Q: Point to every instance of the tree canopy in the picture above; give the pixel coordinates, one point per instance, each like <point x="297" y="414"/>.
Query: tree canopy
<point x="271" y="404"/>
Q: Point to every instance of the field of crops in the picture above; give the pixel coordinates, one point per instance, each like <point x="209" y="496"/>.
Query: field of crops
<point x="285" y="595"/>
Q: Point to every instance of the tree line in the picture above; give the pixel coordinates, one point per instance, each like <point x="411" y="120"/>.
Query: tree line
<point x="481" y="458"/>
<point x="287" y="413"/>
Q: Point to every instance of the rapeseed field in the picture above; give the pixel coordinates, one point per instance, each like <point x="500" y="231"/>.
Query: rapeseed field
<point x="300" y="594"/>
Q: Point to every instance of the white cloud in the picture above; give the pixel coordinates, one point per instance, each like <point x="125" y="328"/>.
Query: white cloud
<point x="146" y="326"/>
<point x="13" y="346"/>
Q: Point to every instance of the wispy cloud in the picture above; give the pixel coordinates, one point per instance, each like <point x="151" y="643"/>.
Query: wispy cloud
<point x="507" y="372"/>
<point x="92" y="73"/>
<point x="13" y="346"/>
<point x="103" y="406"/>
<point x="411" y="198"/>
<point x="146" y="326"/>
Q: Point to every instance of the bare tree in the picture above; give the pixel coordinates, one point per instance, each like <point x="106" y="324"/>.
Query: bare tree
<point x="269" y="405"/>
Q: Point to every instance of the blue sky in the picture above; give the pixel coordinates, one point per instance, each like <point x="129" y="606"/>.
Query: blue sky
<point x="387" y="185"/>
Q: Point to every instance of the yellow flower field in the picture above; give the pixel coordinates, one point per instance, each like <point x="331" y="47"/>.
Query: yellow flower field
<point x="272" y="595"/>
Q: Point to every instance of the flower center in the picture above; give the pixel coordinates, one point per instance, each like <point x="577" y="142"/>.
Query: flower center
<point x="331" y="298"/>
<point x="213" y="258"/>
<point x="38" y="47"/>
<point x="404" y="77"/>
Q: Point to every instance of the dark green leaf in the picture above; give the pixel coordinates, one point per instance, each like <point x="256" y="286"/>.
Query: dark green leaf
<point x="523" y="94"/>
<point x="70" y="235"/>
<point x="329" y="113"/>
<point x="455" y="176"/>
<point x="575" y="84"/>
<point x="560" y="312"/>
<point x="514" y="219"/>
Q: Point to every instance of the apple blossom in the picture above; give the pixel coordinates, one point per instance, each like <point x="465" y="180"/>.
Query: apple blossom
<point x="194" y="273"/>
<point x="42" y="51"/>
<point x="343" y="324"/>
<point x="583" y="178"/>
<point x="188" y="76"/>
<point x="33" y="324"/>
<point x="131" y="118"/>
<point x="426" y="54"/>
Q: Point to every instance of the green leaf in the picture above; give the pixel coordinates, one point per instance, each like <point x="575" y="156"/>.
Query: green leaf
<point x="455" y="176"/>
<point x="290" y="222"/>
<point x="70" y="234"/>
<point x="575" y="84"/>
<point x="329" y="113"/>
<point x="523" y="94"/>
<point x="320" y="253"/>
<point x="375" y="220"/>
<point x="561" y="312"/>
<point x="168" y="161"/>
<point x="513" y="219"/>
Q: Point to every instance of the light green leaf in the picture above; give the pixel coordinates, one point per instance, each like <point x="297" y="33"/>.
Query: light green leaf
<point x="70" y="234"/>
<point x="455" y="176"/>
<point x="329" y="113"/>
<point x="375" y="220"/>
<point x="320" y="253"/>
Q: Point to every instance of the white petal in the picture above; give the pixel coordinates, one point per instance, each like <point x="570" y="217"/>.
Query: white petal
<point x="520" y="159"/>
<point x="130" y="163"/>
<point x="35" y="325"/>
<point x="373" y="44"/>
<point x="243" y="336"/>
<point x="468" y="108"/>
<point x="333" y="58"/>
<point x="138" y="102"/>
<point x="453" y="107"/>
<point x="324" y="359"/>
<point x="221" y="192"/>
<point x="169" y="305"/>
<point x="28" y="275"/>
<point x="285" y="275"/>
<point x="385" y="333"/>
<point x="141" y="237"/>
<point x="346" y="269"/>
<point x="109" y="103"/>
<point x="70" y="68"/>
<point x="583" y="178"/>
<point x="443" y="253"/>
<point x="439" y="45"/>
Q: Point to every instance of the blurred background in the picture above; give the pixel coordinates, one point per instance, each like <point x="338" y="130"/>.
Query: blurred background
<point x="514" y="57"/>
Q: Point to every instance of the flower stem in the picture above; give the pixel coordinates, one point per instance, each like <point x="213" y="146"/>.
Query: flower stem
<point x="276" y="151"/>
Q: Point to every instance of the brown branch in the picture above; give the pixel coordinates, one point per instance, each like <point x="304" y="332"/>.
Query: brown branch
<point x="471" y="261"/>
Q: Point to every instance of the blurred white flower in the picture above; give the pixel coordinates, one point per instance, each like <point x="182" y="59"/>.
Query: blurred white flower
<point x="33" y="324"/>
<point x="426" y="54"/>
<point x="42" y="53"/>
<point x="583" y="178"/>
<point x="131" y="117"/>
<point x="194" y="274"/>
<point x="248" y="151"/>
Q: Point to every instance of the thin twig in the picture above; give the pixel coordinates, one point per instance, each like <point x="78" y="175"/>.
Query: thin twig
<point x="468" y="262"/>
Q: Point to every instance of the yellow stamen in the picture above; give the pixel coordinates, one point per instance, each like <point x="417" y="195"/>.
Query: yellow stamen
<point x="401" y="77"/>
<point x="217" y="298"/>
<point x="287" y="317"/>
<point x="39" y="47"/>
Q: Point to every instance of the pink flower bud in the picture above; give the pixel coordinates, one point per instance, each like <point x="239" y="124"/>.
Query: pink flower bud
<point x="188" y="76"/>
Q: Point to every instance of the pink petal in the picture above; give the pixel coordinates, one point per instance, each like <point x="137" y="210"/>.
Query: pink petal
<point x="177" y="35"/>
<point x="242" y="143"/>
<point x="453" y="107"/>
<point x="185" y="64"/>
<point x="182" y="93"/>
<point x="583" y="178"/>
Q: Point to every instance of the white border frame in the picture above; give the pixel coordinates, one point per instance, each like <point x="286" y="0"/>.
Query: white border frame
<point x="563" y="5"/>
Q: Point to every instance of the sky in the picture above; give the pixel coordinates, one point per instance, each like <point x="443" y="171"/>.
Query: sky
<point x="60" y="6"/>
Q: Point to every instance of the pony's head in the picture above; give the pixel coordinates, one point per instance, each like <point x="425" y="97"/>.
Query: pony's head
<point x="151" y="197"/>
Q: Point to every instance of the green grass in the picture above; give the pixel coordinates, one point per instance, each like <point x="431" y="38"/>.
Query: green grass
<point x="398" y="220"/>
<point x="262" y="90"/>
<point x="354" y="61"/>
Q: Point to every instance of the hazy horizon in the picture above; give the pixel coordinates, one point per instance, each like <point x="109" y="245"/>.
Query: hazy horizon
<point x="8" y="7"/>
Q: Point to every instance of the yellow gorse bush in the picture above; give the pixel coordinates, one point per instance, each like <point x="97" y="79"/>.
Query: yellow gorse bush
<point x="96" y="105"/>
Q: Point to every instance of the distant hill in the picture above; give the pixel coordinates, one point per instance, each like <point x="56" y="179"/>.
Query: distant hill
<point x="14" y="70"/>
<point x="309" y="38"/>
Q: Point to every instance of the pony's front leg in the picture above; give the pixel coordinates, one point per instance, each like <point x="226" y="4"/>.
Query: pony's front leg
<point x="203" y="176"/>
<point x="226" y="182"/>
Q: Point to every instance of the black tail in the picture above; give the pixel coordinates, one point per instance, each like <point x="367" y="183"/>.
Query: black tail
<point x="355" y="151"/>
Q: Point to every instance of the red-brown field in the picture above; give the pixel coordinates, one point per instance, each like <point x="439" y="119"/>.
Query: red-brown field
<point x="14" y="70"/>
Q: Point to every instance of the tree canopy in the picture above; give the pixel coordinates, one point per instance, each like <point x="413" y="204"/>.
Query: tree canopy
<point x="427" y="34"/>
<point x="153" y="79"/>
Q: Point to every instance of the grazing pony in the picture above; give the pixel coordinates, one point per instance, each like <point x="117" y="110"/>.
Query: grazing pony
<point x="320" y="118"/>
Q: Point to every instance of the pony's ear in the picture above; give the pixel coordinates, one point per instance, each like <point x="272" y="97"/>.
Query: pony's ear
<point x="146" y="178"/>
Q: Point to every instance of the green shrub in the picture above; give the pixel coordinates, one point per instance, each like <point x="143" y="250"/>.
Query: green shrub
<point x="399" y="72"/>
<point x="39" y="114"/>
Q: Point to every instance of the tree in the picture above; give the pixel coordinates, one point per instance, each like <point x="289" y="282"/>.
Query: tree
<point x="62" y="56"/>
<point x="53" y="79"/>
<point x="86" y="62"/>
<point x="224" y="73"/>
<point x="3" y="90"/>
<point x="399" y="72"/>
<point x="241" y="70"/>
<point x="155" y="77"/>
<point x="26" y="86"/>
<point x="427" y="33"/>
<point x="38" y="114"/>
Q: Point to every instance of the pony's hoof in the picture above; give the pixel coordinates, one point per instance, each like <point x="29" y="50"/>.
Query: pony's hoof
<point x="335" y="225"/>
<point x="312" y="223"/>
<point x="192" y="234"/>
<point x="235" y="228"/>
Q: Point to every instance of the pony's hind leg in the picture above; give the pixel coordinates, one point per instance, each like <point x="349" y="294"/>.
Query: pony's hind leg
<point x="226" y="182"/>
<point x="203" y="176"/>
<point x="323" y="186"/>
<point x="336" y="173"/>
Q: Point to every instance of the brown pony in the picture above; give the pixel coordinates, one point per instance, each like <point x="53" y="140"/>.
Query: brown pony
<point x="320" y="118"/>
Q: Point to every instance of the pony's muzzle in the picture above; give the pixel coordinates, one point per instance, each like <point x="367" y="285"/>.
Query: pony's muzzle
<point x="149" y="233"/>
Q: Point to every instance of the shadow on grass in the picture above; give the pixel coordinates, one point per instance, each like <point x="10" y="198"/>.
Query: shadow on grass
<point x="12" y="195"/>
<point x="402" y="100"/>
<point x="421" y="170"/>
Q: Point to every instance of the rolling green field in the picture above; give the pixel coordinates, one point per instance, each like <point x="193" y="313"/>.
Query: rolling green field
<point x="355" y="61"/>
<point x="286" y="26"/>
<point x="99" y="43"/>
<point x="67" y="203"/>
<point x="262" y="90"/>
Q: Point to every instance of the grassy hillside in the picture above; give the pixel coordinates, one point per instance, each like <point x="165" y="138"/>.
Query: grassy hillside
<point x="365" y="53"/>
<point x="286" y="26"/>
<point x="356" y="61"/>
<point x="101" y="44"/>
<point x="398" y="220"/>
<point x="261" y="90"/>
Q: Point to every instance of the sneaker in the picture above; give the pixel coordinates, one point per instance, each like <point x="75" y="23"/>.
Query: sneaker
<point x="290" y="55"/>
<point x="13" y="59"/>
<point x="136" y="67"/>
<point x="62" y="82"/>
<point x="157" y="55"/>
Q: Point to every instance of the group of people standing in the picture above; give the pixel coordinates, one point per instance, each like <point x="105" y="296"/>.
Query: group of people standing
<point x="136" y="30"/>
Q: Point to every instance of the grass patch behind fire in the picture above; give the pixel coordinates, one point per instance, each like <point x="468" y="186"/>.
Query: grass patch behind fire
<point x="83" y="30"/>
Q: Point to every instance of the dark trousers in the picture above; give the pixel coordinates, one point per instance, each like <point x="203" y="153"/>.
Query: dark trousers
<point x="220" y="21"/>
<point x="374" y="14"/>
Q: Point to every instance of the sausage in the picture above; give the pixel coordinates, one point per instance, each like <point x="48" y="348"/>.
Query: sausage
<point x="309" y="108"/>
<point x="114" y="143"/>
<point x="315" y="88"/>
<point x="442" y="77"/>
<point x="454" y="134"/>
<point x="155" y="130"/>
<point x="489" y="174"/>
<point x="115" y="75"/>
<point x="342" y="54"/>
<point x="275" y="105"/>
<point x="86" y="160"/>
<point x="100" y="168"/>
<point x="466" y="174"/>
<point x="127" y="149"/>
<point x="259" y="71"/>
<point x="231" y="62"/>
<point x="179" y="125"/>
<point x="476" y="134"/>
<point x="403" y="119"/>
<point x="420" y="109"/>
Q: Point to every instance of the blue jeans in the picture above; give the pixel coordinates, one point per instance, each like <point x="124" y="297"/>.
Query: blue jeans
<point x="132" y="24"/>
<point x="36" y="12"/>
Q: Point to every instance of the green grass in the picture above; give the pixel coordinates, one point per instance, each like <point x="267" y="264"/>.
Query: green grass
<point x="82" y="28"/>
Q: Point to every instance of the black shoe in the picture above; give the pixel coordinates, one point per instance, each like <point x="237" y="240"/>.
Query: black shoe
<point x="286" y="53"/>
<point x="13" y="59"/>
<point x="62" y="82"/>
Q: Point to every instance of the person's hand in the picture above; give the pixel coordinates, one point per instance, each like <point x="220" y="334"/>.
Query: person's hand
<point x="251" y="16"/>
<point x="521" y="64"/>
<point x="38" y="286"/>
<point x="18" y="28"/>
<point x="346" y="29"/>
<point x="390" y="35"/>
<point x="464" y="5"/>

> _INSTRUCTIONS FOR THE TASK_:
Pull out every line from the one with "Q: Point to every instance of the black shoe" to the end of the listing, and output only those.

> _SOLUTION TO THE EXERCISE_:
Q: Point to every instance of the black shoe in the picture above; give the pixel coordinates, one point per instance, each like <point x="237" y="240"/>.
Query: black shoe
<point x="286" y="53"/>
<point x="13" y="59"/>
<point x="62" y="82"/>
Q: Point to every instance of the person's hand in the picture above; give the pixel coordinates, one point per instance, each like <point x="220" y="334"/>.
Query: person's hand
<point x="251" y="16"/>
<point x="521" y="64"/>
<point x="38" y="286"/>
<point x="18" y="28"/>
<point x="346" y="29"/>
<point x="390" y="35"/>
<point x="464" y="5"/>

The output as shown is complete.